- [Problem to solve]: Pick out each line of the material below that contains the string "straight" and copy those lines as they appear.

— BEGIN Data records —

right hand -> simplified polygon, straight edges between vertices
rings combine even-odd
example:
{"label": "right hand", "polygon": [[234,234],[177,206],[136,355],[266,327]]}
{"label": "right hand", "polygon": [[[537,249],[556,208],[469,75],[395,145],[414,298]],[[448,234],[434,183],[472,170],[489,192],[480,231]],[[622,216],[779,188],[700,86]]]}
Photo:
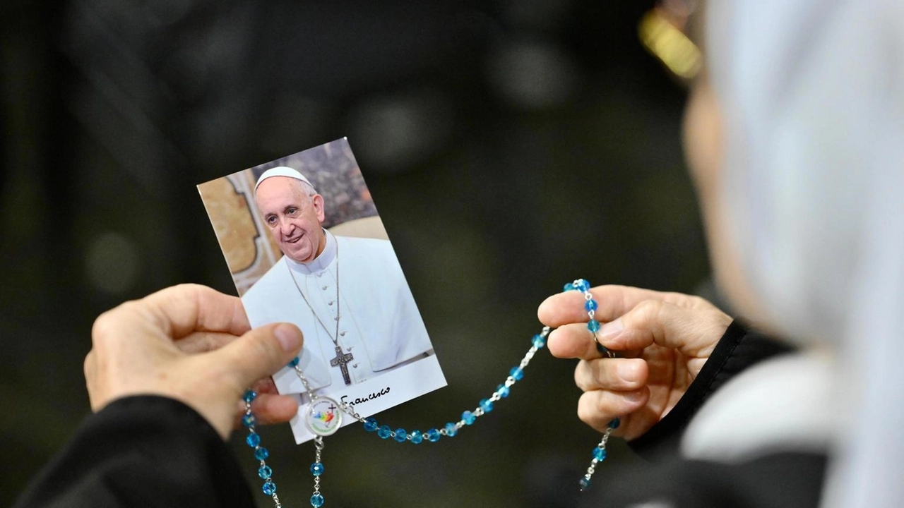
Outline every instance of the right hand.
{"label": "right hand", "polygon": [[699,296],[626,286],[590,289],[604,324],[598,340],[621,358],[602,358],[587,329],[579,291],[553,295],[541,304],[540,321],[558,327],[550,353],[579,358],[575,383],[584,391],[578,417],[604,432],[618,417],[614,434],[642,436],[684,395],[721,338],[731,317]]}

— END Data records —
— BEGIN Data records —

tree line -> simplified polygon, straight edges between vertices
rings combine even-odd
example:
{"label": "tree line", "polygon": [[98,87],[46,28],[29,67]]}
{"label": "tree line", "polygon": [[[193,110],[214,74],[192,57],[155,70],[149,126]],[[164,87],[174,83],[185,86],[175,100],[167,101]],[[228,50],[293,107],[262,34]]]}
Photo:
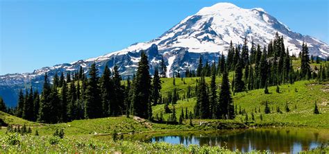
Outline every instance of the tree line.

— END Data records —

- [Result for this exercise]:
right hand -> simplified polygon, straight edges between vertices
tree line -> simplified polygon, straight edges between vertices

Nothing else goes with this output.